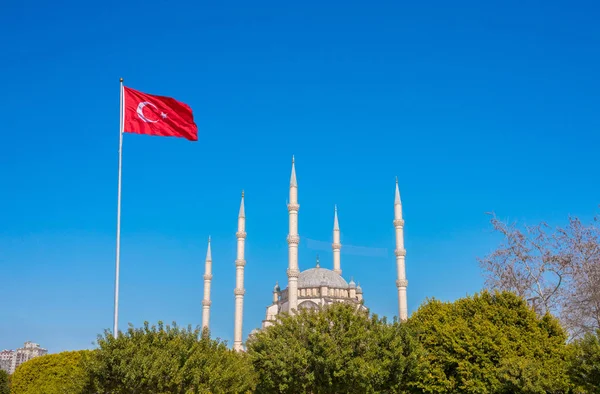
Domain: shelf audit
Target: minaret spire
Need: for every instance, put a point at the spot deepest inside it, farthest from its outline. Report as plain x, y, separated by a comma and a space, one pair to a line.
239, 278
336, 245
400, 253
206, 302
293, 240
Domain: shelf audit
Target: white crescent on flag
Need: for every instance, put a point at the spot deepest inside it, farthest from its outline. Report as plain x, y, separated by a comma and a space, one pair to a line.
140, 111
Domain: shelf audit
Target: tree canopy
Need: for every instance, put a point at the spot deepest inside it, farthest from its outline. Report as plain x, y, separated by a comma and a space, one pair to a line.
338, 349
51, 374
489, 343
555, 270
168, 359
585, 363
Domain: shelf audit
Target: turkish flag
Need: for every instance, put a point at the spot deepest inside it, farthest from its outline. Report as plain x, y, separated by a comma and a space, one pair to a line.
158, 115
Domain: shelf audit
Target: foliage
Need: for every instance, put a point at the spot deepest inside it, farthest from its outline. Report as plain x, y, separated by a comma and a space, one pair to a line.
337, 349
585, 363
4, 389
168, 360
489, 343
557, 271
53, 373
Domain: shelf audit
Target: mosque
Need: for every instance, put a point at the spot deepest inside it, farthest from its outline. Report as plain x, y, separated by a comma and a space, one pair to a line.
312, 288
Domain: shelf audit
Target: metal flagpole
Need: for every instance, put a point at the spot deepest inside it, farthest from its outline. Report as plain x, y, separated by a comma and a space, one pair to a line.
121, 127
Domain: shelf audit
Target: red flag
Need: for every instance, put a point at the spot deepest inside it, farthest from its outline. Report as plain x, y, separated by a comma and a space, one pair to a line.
158, 115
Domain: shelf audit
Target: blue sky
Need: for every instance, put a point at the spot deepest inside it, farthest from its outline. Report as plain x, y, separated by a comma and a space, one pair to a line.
475, 106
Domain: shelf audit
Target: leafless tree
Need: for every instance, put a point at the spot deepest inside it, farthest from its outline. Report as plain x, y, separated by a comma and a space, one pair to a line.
555, 270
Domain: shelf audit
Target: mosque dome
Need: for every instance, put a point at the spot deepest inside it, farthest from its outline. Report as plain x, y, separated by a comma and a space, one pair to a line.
317, 277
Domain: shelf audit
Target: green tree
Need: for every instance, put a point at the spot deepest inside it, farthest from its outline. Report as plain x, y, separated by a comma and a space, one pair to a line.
489, 343
168, 359
333, 350
4, 389
585, 363
53, 373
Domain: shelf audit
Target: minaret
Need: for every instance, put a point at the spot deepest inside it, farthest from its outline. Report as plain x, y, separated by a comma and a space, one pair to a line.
400, 252
336, 245
207, 279
293, 241
239, 279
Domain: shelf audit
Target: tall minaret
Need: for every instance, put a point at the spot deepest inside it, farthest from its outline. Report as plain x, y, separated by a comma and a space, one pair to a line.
336, 245
293, 241
400, 252
239, 279
207, 279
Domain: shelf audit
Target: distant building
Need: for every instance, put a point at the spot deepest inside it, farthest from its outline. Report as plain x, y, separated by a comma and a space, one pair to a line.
11, 359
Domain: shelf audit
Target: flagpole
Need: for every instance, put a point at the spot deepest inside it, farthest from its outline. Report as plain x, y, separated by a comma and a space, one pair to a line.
118, 258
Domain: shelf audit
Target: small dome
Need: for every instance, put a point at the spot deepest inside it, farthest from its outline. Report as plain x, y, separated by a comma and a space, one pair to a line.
317, 277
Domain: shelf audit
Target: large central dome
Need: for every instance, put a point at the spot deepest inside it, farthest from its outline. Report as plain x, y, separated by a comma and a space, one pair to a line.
316, 277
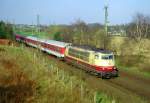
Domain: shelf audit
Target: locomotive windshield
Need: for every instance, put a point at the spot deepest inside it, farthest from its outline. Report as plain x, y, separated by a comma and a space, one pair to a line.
107, 57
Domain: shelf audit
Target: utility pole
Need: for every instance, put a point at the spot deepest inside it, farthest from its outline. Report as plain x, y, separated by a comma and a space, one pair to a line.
106, 23
106, 19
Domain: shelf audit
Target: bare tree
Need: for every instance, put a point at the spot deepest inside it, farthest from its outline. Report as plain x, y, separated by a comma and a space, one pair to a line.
139, 28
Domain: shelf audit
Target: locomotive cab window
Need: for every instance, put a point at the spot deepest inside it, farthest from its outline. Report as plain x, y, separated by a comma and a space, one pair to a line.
107, 57
96, 56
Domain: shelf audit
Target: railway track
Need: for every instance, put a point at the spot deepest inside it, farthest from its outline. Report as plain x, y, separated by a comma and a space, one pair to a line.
127, 88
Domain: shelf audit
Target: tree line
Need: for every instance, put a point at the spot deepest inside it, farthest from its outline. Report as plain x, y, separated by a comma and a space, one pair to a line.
94, 35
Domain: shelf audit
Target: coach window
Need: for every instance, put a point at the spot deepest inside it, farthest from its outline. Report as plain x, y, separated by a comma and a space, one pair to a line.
96, 56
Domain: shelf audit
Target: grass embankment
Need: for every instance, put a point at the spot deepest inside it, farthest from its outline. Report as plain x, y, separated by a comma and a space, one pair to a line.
28, 77
132, 56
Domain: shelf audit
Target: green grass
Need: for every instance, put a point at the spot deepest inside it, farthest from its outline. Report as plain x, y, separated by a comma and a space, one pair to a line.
28, 77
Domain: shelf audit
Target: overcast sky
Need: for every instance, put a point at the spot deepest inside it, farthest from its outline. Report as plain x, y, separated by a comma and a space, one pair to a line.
68, 11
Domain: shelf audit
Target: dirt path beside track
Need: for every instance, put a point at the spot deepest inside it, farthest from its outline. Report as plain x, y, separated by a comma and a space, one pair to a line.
127, 88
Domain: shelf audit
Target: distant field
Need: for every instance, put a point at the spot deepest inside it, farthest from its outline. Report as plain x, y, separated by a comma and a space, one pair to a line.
26, 76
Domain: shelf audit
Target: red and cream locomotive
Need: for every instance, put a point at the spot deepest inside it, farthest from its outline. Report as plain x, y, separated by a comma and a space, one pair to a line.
98, 61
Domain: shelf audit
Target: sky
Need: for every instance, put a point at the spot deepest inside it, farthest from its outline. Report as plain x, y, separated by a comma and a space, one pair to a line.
69, 11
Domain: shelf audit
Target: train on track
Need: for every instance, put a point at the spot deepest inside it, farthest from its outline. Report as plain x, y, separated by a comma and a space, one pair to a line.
98, 61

→ What needs to be done: Repeat the material above in full and exactly, omitting the pictures.

→ Output below:
Domain: shelf audit
Target: minaret spire
Need: for every instance, put a point at the spot deepest inside it, farthest from its outline. Report as plain x, y, separated by a comma and a space, one pair to a line.
239, 278
336, 245
400, 253
206, 302
293, 240
Domain: shelf audit
Target: white crescent on flag
Need: for every instance, put a point at the spot deepest inside it, farthest from its outline. Report as plain x, y, separated by a comma and a space, one pair to a line.
140, 111
Domain: shelf audit
Target: tree canopy
Need: for every instance, put a point at the spot deepest inside it, farthest from its outline. Report as plain x, y, separated by a comma and a space, one pair to a line.
338, 349
51, 374
489, 343
555, 270
168, 359
585, 363
Domain: shelf audit
Target: turkish flag
Need: for every instance, put a point at the spot deepest inside it, farthest from its outline. Report as plain x, y, separated by a comma and a space, one pair to a line.
158, 115
Domain: shelf audit
Target: foliage
Need: for every instance, put a point at the spot deepest inside it, farthest from its outline. Report as plain x, y, separated by a comma and a space, one pair to a line.
337, 349
585, 363
4, 389
168, 360
489, 343
557, 271
53, 373
Domain: shelf audit
Target: mosque
Need: for every instance, put a point at the spot deepest inside it, farthest from its outline. Report as plain x, y, separated by a comma and a space, one pair to a line.
312, 288
Domain: shelf audit
Target: metal flagpole
Need: for every instance, put a point at the spot deepest inside it, farthest from its outline. Report as plain x, y, separated by a comma and a space, one pair to a line.
121, 127
Domain: shelf audit
Target: red flag
Need: for every instance, put a point at the spot deepest inside it, farthest from its outline. Report as plain x, y, separated by a comma and a space, one pair to a line.
158, 115
Domain: shelf audit
Target: blue sky
Need: for every instance, put a point at the spot deepest inside it, farthest from its outline. Report as plain x, y, separated by a comma and a space, one pair to a line.
475, 106
Domain: shelf audit
Target: leafless tree
Need: for every instance, put a point at the spot deepest inside it, farthest from its outline. Report as plain x, y, separated by a comma and a space, one pair to a line.
555, 270
Domain: shelf audit
Target: mosque dome
Need: for every instance, put a point at the spot deepest inside it, farthest from its outline. Report as plain x, y, separated by a comma and a space, one pair to a line.
317, 277
Domain: shelf audit
Target: green tree
Need: for every instance, put a point at the spot deepest inside it, farthest from its outline. Report as plain x, y, separated by a comma and a space, one pair to a line.
489, 343
168, 359
333, 350
4, 389
585, 363
53, 373
Domain: shelf audit
Target: minaret
Need: for every instance, put a point at the spot deepest inside it, farthest from its outline. Report as plain x, y, separated by a comma and a space, one pair to a line.
400, 252
336, 245
207, 279
293, 241
239, 279
Domain: shelf audit
Target: tall minaret
Need: for every instance, put a point at the spot deepest inside it, farthest from its outline. Report as plain x, y, separated by a comma and a space, one pair to a line.
336, 245
293, 241
400, 252
239, 279
207, 279
Domain: shelf audit
Target: distant building
Need: for every instance, put a point at the spot deepest inside it, farthest from its outline. Report as plain x, y, separated by a comma and a space, one pair to a line.
11, 359
Domain: shelf audit
Target: flagpole
Need: for every instance, put a point at the spot deepest inside it, farthest from its outline. Report as plain x, y, separated by a comma and a space, one pair to a line.
118, 258
Domain: shelf audit
Target: small dome
Need: for every instance, put a point at the spot deepest inside it, farthest from its outline. Report as plain x, y, separated by a comma and a space, one pair to a line.
317, 277
Domain: shelf audit
Target: large central dome
Need: for every instance, put a point at the spot deepest inside it, farthest from its outline. Report as plain x, y, separated by a comma and a space, one pair to a line.
316, 277
Domain: shelf audit
Target: locomotive windshield
Need: for every instance, put a point at the spot deepest inside it, farthest from its outline. Report as plain x, y, separated by a comma and a space, one pair to a line.
107, 57
Domain: shelf audit
Target: utility pole
Need: for every instance, put a point at the spot deepest inside it, farthest from its outline. Report as plain x, y, separated by a comma and a space, one pair to a line.
106, 23
106, 19
Domain: shelf audit
Target: bare tree
Need: for every instance, put a point at the spot deepest inside it, farthest from its outline. Report as plain x, y, separated by a comma and a space, one pair to a line.
139, 28
Domain: shelf audit
Target: locomotive cab window
Need: for every instance, put a point at the spot deepest inside it, farthest from its outline. Report as plain x, y, separated by a comma and a space, one pair to a line.
107, 57
96, 56
Domain: shelf audit
Target: railway track
Need: for every instance, put a point at the spot deepest inside it, farthest from its outline. Report as plain x, y, separated by a comma and a space, one pair to a line.
127, 88
Domain: shelf audit
Target: tree line
Need: for every instance, put a point at the spot deepest inside it, farthest from its outline. Report as plain x, y, separated by a comma and a space, one pair to a line.
94, 35
Domain: shelf audit
Target: coach window
Need: for every instance, put a point at the spot deepest inside it, farthest from its outline. Report as plain x, y, separated by a comma and a space, one pair to a line.
96, 56
Domain: shelf audit
Target: grass embankment
Need: for every instance, put a point at the spot deepest inside it, farthest from its outline. Report as plain x, y, separated by a comma and a space, one pair to a line.
28, 77
132, 56
Domain: shelf audit
Target: green grass
Need: for every instance, put a point at the spot deepest inside it, farthest from its outline. Report as plain x, y, separated by a comma and a space, one pair to a line.
28, 77
Domain: shelf audit
Target: overcast sky
Need: for every instance, put a point at the spot deepest inside it, farthest from its outline. Report as plain x, y, separated by a comma and a space, one pair to a line.
68, 11
Domain: shelf audit
Target: dirt path beside track
Need: for every instance, put a point at the spot deepest inside it, farthest from its outline. Report as plain x, y, separated by a comma and a space, one pair to a line.
127, 88
Domain: shelf audit
Target: distant field
Need: for every instance, put a point at the spot deepest inside it, farthest from its outline. Report as plain x, y, separated by a comma and a space, one pair to a line.
26, 76
Domain: shelf audit
Target: red and cream locomotive
Need: for every instance, put a point at the spot deepest inside it, farthest from its outline. Report as plain x, y, separated by a comma and a space, one pair to a line.
98, 61
Domain: shelf audit
Target: sky
Need: for every instance, put a point at the spot deepest inside it, farthest from its outline. Report as plain x, y, separated by a comma and a space, one pair to a line.
69, 11
Domain: shelf audit
Target: train on track
Need: for every instance, put a point at the spot deepest inside it, farthest from its outline. Report as plain x, y, separated by a comma and a space, one pair to a line.
98, 61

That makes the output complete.